**任务内容:**
把这篇笔记中从“# process schedule”开始、到“file.write(data_juicer_config.strip())”结束的部分重写一遍,并将其中的“image_aspect_ratio_filter”替换为“image_ratio_filter”。

Datawhale X 魔搭 AI夏令营task 2笔记

本文主要为Datawhale暑期夏令营第四期AIGC方向Task02学习笔记,官方学习连接:Datawhale夏令营第四期AIGC方向Task02

1 baseline.ipynb代码注解

1.1 基本库的安装

!pip install simple-aesthetics-predictor

!pip install -v -e data-juicer

!pip uninstall pytorch-lightning -y
!pip install peft lightning pandas torchvision

!pip install -e DiffSynth-Studio

!pip install对一些库进行安装,实现对环境的基本配置,以便后续程序运行

1.2 数据集及其处理

from modelscope.msdatasets import MsDataset

ds = MsDataset.load(
    'AI-ModelScope/lowres_anime',
    subset_name='default',
    split='train',
    cache_dir="/mnt/workspace/kolors/data"
)
import json, os
from data_juicer.utils.mm_utils import SpecialTokens
from tqdm import tqdm


os.makedirs("./data/lora_dataset/train", exist_ok=True)
os.makedirs("./data/data-juicer/input", exist_ok=True)
with open("./data/data-juicer/input/metadata.jsonl", "w") as f:
    for data_id, data in enumerate(tqdm(ds)):
        image = data["image"].convert("RGB")
        image.save(f"/mnt/workspace/kolors/data/lora_dataset/train/{data_id}.jpg")
        metadata = {"text": "二次元", "image": [f"/mnt/workspace/kolors/data/lora_dataset/train/{data_id}.jpg"]}
        f.write(json.dumps(metadata))
        f.write("\n")

此两段代码下载并保存数据集中的图片及元数据

1.3 使用 data-juicer 处理数据

data_juicer_config = """
# global parameters
project_name: 'data-process'
dataset_path: './data/data-juicer/input/metadata.jsonl'  # path to your dataset directory or file
np: 4  # number of subprocess to process your dataset

text_keys: 'text'
image_key: 'image'
image_special_token: '<__dj__image>'

export_path: './data/data-juicer/output/result.jsonl'

# process schedule
# a list of several process operators with their arguments
process:
    - image_shape_filter:
        min_width: 1024
        min_height: 1024
        any_or_all: any
    - image_aspect_ratio_filter:
        min_ratio: 0.5
        max_ratio: 2.0
        any_or_all: any
"""
with open("data/data-juicer/data_juicer_config.yaml", "w") as file:
    file.write(data_juicer_config.strip())

**提取材料:**
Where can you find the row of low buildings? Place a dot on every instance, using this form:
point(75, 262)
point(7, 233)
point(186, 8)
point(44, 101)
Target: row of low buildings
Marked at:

**任务输出:**
# process schedule
# a list of several process operators with their arguments
process:
    - image_shape_filter:
        min_width: 1024
        min_height: 1024
        any_or_all: any
    - image_ratio_filter:
        min_ratio: 0.5
        max_ratio: 2.0
        any_or_all: any
"""
with open("data/data-juicer/data_juicer_config.yaml", "w") as file:
    file.write(data_juicer_config.strip())